(GOAL OF THE EXERCISE):
Which lines in the entries below contain the word "panel"? Collect each of those lines and copy it out in full.

(SUPPLIED INFORMATION):
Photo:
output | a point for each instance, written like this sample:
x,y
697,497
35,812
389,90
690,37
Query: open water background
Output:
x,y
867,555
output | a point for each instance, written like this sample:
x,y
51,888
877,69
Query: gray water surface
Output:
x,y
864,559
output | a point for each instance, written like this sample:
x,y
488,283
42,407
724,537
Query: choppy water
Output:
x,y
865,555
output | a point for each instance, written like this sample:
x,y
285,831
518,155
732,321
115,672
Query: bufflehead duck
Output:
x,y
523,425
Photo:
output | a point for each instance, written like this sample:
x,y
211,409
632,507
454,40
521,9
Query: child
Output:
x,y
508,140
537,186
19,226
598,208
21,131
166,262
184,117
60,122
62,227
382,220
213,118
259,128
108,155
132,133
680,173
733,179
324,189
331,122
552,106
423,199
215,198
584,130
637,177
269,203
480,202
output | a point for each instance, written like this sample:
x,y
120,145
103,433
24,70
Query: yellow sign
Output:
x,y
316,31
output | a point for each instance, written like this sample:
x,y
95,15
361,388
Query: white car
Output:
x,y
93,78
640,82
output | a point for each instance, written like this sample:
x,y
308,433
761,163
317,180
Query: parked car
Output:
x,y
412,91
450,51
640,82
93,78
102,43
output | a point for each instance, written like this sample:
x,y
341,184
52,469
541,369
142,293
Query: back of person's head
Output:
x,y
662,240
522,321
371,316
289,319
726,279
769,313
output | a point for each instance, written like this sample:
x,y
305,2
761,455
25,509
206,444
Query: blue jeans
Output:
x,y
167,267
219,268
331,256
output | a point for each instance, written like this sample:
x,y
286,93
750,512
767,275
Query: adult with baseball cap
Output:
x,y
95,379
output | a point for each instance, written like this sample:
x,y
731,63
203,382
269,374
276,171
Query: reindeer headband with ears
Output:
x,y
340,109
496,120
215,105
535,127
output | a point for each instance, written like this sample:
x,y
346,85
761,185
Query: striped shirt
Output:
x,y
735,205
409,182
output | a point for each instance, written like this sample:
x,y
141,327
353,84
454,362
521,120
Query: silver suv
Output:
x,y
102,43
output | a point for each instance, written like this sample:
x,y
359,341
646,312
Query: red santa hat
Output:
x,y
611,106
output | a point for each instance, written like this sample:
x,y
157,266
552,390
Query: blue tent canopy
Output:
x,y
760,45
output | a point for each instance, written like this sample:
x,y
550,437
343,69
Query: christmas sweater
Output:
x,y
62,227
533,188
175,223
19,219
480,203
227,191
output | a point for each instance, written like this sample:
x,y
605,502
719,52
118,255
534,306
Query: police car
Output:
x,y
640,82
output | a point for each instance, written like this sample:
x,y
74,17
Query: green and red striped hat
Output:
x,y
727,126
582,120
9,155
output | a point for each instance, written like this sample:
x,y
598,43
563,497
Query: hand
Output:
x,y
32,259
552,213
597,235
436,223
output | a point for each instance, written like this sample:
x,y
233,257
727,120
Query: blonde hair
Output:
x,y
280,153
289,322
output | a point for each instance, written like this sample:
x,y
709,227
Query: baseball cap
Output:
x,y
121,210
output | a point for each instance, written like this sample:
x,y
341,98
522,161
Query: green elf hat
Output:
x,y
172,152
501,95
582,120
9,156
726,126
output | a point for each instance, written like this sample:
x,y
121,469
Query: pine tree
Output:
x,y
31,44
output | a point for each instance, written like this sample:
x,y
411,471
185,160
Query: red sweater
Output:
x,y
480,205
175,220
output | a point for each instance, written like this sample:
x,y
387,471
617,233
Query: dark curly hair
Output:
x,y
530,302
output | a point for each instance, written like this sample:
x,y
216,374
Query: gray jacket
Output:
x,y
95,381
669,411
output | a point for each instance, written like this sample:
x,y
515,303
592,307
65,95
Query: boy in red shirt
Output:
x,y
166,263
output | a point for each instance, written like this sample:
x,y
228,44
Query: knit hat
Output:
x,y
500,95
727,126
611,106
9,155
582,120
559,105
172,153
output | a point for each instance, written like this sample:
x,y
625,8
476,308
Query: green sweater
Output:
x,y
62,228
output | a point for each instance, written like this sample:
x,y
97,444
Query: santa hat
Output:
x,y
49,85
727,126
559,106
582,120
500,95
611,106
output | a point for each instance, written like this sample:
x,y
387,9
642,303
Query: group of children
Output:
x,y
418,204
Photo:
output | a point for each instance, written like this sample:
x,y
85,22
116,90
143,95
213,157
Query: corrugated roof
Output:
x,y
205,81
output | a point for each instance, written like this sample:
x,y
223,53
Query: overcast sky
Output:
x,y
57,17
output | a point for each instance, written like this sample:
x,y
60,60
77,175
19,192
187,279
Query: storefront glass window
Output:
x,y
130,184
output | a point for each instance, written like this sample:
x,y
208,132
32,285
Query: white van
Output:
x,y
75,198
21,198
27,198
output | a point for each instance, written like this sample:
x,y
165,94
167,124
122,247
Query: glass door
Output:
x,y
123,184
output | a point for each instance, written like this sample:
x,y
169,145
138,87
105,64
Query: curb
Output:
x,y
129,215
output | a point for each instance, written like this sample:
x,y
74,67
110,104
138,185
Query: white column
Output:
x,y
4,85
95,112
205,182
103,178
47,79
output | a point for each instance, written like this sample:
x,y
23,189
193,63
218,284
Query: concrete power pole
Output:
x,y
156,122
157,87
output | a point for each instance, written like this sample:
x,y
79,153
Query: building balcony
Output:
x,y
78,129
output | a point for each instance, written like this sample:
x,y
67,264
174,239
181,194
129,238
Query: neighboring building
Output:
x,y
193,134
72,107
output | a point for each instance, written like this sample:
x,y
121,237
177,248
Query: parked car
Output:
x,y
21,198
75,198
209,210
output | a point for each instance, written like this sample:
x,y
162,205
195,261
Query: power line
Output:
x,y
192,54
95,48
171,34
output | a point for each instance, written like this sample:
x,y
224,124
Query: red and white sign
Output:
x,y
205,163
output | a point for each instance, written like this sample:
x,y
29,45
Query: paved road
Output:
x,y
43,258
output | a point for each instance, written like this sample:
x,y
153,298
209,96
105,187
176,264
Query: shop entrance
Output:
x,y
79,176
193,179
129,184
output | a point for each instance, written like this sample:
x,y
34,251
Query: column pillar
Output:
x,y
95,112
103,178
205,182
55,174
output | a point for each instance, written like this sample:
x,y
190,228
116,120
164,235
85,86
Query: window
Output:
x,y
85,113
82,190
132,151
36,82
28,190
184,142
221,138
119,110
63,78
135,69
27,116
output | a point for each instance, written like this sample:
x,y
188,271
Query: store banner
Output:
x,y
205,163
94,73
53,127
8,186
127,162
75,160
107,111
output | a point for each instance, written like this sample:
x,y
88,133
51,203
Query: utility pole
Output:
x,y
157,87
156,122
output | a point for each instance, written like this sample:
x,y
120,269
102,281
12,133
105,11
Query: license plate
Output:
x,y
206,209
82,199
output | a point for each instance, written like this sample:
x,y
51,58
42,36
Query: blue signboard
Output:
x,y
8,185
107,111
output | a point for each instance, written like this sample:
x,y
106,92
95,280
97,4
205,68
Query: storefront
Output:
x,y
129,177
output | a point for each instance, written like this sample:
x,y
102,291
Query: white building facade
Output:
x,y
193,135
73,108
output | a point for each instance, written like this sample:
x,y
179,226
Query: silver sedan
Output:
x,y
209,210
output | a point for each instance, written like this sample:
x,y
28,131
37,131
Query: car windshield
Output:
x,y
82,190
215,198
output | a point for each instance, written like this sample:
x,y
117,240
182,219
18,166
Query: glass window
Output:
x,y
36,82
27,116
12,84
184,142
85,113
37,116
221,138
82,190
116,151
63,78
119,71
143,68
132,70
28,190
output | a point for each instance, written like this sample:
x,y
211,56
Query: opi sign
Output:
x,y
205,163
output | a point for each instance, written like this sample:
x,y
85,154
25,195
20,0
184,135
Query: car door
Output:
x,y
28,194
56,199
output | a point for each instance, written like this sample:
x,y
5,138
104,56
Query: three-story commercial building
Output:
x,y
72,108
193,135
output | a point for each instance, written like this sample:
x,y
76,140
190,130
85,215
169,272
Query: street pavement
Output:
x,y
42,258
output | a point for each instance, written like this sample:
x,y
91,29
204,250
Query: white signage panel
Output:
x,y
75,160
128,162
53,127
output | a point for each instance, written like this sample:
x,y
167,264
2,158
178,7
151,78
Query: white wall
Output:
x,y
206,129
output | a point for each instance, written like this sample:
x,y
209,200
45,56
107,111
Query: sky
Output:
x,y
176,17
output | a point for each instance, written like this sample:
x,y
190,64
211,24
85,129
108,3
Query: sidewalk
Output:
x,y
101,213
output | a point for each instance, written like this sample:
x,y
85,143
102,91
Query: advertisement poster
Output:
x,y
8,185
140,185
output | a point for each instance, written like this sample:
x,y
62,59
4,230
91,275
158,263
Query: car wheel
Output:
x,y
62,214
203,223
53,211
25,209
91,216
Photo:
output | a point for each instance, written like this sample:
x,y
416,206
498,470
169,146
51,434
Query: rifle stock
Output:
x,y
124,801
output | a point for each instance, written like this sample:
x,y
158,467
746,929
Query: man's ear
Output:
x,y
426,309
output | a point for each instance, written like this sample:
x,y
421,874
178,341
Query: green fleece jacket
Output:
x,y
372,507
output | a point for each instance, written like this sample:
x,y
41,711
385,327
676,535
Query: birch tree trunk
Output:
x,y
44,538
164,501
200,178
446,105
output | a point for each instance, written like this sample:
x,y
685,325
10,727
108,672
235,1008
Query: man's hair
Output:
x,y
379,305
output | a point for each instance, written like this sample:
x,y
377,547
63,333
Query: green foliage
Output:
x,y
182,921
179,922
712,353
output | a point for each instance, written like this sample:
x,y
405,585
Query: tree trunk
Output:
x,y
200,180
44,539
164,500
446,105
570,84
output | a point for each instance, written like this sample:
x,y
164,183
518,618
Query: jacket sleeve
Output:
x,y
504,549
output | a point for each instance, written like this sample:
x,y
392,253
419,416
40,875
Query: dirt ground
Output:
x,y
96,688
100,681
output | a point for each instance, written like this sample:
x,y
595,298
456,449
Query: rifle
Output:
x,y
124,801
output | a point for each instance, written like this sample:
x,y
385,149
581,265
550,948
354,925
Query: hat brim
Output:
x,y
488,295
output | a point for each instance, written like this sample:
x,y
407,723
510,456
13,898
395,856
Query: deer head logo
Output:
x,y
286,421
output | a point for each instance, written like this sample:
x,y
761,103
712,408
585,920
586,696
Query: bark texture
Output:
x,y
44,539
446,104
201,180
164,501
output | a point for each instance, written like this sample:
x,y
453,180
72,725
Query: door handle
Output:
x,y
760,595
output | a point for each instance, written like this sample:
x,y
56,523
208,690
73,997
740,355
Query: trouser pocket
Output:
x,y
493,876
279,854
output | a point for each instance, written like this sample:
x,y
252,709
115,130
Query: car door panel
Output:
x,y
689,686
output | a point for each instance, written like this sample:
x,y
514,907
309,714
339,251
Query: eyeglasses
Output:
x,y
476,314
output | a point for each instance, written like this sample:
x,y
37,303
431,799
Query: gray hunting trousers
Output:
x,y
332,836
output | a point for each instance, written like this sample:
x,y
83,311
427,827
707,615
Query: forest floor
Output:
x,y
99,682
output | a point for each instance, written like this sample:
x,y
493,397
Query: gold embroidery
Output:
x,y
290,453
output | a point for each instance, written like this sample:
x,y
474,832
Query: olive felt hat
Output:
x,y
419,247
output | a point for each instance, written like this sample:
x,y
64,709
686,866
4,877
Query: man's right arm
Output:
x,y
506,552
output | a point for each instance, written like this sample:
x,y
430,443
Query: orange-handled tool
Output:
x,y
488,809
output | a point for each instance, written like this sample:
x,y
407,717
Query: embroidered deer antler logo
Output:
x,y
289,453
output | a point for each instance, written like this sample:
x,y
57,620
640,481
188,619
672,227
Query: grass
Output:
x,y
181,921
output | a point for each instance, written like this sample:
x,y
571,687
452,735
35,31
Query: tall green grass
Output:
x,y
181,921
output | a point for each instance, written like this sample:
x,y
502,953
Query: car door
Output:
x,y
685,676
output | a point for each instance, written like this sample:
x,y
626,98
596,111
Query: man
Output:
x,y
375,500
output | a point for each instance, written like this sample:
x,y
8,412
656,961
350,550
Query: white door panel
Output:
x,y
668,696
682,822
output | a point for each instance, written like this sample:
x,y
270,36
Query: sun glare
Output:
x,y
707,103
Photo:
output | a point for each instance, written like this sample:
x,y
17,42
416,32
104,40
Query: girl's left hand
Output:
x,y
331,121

(ANSWER FOR THIS EXERCISE):
Query: white signage panel
Query: car door panel
Query: white door panel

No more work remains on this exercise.